[Opening PROVIDED DATA section]

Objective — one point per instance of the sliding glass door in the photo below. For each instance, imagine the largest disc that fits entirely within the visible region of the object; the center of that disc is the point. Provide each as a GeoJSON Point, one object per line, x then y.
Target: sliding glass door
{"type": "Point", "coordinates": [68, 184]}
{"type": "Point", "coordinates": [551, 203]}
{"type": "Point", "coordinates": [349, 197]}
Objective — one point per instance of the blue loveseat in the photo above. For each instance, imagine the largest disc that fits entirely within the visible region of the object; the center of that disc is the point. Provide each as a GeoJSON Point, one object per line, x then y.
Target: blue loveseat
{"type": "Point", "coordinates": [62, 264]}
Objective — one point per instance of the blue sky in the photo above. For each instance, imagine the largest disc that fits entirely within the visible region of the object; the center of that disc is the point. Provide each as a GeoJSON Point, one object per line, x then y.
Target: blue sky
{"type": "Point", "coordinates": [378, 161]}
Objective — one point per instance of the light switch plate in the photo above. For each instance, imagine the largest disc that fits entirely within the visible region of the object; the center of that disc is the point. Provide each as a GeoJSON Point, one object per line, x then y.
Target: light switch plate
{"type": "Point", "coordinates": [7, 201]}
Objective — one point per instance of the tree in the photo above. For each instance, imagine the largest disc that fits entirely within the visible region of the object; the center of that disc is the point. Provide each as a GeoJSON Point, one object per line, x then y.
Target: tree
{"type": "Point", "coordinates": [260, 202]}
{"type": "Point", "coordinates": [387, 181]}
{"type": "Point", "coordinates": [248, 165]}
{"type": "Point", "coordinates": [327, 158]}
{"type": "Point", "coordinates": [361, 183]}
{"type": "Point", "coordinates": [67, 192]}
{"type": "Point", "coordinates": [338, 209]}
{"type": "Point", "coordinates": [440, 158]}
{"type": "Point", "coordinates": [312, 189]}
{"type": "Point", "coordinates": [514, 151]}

[Closing PROVIDED DATA section]

[ACTION ITEM]: Every entry shown above is to be written out exactly.

[OUTPUT BELOW]:
Objective — one point per instance of the sliding glass door in the photo below. For each instance, imagine the largest disc that fits entirely within the visible region of the object; the center of that disc is the point. Provide each as a GeoJSON Point, one object per line, x then y.
Target: sliding glass door
{"type": "Point", "coordinates": [68, 184]}
{"type": "Point", "coordinates": [551, 203]}
{"type": "Point", "coordinates": [349, 197]}
Objective — one point per instance of the blue loveseat in the photo above. For each instance, imagine the largest disc that fits entirely within the visible region of the object; the center of that disc is the point. Provide each as a GeoJSON Point, one object per line, x then y.
Target: blue loveseat
{"type": "Point", "coordinates": [62, 264]}
Objective — one point per instance of the blue sky in the photo above. For each instance, imagine the largest disc that fits entirely within the visible region of the object; the center of that disc is the point. Provide each as a GeoJSON Point, one object per line, x then y.
Target: blue sky
{"type": "Point", "coordinates": [378, 161]}
Objective — one point per instance of the light switch plate in the photo above. For each instance, imagine the largest disc that fits entirely within the visible region of the object; the center of that disc is the point. Provide each as a GeoJSON Point, one object per line, x then y.
Target: light switch plate
{"type": "Point", "coordinates": [7, 201]}
Objective — one point per instance of the tree in the photo above. For each instance, imagine the largest disc that fits entirely within the visible region of the object; the center of that disc is the point. Provide each as a GeoJSON Point, one object per line, x then y.
Target: tree
{"type": "Point", "coordinates": [260, 202]}
{"type": "Point", "coordinates": [387, 181]}
{"type": "Point", "coordinates": [248, 165]}
{"type": "Point", "coordinates": [327, 158]}
{"type": "Point", "coordinates": [361, 183]}
{"type": "Point", "coordinates": [67, 192]}
{"type": "Point", "coordinates": [338, 209]}
{"type": "Point", "coordinates": [440, 158]}
{"type": "Point", "coordinates": [312, 189]}
{"type": "Point", "coordinates": [514, 151]}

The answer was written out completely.